_Passage given_.
::::::::
Police said at the time that Campos Rodas cocked the gun as he approached the truck then fired several shots as Zambrano attempted to get away.
“The fact (Zambrano) was shot — I’m sorry about that, but you shouldn’t have tried to run him over,” Cardoza said.
At Campos Rodas’ preliminary hearing, Deputy District Attorney Margaret Roe threw cold water on the self-defense theory.
“This is not a case of self-defense. (Campos Rodas) knew what he was going to do. He had five minutes to plan and to figure out what he was going to do when he saw the stolen truck,” Roe said.
Judge Mark McCannon upheld the murder case, stating he wanted to let a jury decide. But he dismissed an accessory charge against Campos Rodas’ father, 54-year-old Mario Campos Caceres, who’d been accused of lying to police to protect his son. McCannon said there wasn’t enough evidence “to indicate that he did anything other than accompany his son to the scene.”
::::::::
_Data section_.
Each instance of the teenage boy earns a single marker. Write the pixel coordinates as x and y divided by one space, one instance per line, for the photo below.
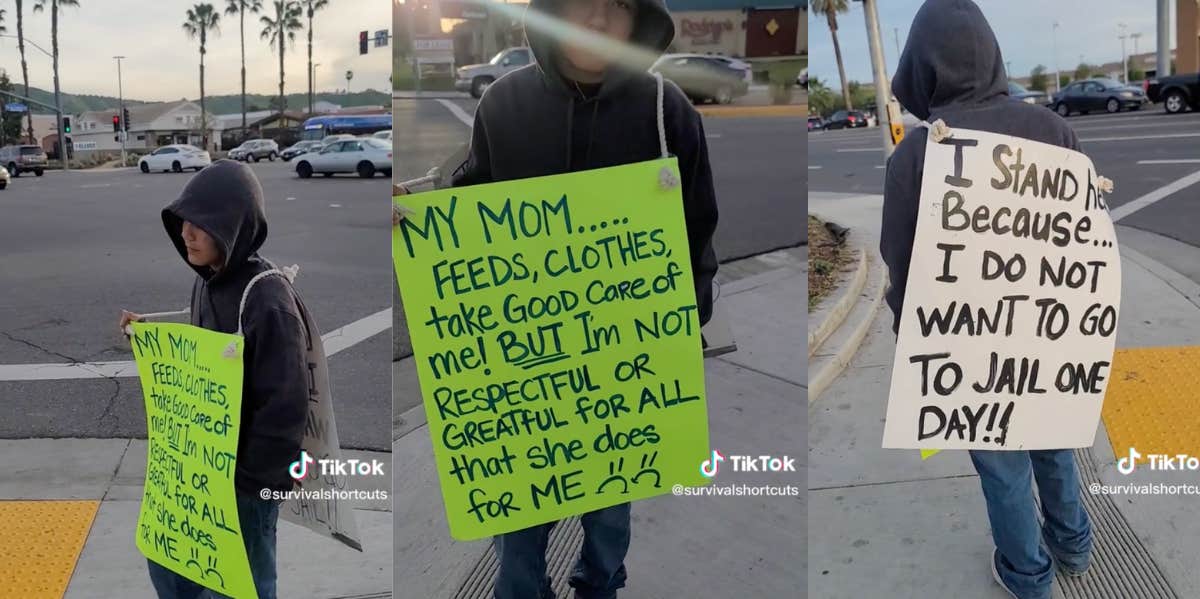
577 109
952 70
217 226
::::::::
_Set problem 1_. In the passage about the murder case, which judge upheld the case against Campos Rodas?
_Set problem 2_. Reproduce the stretch of the passage about the murder case from "Police said at" through "the self-defense theory.".

_Exercise output 1_. Judge Mark McCannon.

_Exercise output 2_.
Police said at the time that Campos Rodas cocked the gun as he approached the truck then fired several shots as Zambrano attempted to get away.
“The fact (Zambrano) was shot — I’m sorry about that, but you shouldn’t have tried to run him over,” Cardoza said.
At Campos Rodas’ preliminary hearing, Deputy District Attorney Margaret Roe threw cold water on the self-defense theory.